## Task directions
Reproduce every line of the data below word for word, changing nothing.

Dataset entries:
━━━━━━━━━━

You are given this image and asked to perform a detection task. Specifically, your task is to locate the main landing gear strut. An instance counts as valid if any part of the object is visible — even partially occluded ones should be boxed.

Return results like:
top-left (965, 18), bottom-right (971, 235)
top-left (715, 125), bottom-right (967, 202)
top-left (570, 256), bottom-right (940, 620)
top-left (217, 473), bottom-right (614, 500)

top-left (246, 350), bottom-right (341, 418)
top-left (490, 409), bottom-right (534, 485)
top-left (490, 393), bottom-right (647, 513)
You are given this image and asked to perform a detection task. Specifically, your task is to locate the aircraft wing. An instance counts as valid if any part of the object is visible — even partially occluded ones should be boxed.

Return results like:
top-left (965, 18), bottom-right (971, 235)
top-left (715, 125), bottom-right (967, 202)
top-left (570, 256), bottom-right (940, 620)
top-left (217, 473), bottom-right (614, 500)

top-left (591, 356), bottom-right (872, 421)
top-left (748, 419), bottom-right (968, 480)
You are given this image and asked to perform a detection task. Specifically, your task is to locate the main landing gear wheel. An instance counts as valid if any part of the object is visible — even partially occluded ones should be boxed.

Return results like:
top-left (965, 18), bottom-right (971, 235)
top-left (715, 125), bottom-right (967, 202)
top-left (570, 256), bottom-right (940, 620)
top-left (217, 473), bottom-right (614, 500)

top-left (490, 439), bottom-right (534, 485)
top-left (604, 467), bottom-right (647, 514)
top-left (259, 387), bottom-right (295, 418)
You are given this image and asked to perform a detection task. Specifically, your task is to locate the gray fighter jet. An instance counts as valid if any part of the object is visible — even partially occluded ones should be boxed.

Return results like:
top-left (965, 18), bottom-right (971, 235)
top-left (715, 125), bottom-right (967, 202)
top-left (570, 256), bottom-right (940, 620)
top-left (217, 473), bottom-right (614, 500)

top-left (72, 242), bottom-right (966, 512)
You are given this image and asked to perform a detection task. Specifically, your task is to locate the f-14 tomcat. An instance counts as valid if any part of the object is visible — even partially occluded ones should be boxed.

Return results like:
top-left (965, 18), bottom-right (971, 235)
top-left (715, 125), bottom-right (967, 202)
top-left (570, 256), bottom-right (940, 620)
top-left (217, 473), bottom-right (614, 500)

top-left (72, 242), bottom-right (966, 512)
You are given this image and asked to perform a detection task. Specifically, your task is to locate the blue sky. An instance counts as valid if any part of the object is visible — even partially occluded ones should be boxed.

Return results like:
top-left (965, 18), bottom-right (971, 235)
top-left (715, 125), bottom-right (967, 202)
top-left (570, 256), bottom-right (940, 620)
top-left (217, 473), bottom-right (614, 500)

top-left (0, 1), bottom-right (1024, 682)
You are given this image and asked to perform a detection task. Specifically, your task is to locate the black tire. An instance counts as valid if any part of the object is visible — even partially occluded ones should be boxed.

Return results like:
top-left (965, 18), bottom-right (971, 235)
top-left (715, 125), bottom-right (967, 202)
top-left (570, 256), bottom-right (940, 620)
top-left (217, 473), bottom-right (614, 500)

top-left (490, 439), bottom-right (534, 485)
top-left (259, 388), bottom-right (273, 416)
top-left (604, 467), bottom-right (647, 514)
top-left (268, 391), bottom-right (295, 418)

━━━━━━━━━━

## Problem solution
You are given this image and asked to perform a detection task. Specifically, your task is to locate the main landing gear strut. An instance counts as valid if any part of the object is visible — even partially occluded ones should be boxed.

Return results like:
top-left (965, 18), bottom-right (971, 235)
top-left (715, 125), bottom-right (967, 202)
top-left (570, 256), bottom-right (940, 620)
top-left (217, 473), bottom-right (614, 500)

top-left (246, 350), bottom-right (341, 418)
top-left (490, 409), bottom-right (534, 485)
top-left (490, 393), bottom-right (647, 513)
You are given this image and asked to perform a detection task. Specifically, your task is to locate the aircraft wing. An instance counts as valid if any part of the object is visible — even partially occluded ones should be boxed.

Return results like:
top-left (965, 18), bottom-right (971, 235)
top-left (715, 125), bottom-right (967, 202)
top-left (570, 256), bottom-right (940, 620)
top-left (217, 473), bottom-right (614, 500)

top-left (591, 356), bottom-right (872, 421)
top-left (748, 419), bottom-right (968, 480)
You are given this image and asked to perform a detection task. Specifically, your task is to locate the main landing gear wheel. An instance counts as valid if any part of the object is visible — even partially occluded ones should be boxed.

Return results like:
top-left (965, 18), bottom-right (971, 235)
top-left (715, 125), bottom-right (967, 202)
top-left (570, 256), bottom-right (940, 620)
top-left (217, 473), bottom-right (614, 500)

top-left (490, 439), bottom-right (534, 485)
top-left (604, 467), bottom-right (647, 514)
top-left (259, 387), bottom-right (295, 418)
You are given this image and asked to perform a detection task. Specifically, your task is to locate the gray fighter jet. An instance counts as valid if any part of the object is visible — even partially occluded ones should be boxed.

Return results like:
top-left (965, 18), bottom-right (971, 235)
top-left (715, 125), bottom-right (967, 202)
top-left (570, 256), bottom-right (940, 620)
top-left (217, 473), bottom-right (614, 500)

top-left (72, 242), bottom-right (966, 512)
You are given this image and asked to perform a detection task. Specifically, your task is to locate the f-14 tomcat. An instance counts as valid if any part of the object is visible — even partially occluded ones should be boxed.

Return results like:
top-left (965, 18), bottom-right (971, 235)
top-left (715, 125), bottom-right (967, 202)
top-left (570, 256), bottom-right (940, 620)
top-left (217, 473), bottom-right (614, 500)

top-left (72, 242), bottom-right (966, 512)
You are given this image and asked to perform a detection task. Specifically, your task is to locate the blue sky. An instance counts as valid if any part of the object is visible — even partially occluded ones should be boxed.

Return results like:
top-left (965, 18), bottom-right (971, 235)
top-left (715, 125), bottom-right (967, 202)
top-left (570, 256), bottom-right (940, 620)
top-left (217, 473), bottom-right (614, 500)

top-left (0, 1), bottom-right (1024, 682)
You are given this image and asked to perform a detection task. Specifically, your task is to locate the black tire. An instance counts as valid if any part of the object is visible — even partially occluded ones should be boxed.

Return results like:
top-left (965, 18), bottom-right (971, 235)
top-left (715, 125), bottom-right (967, 202)
top-left (570, 256), bottom-right (940, 620)
top-left (217, 473), bottom-right (614, 500)

top-left (490, 439), bottom-right (534, 485)
top-left (259, 388), bottom-right (273, 416)
top-left (604, 467), bottom-right (647, 514)
top-left (268, 391), bottom-right (295, 418)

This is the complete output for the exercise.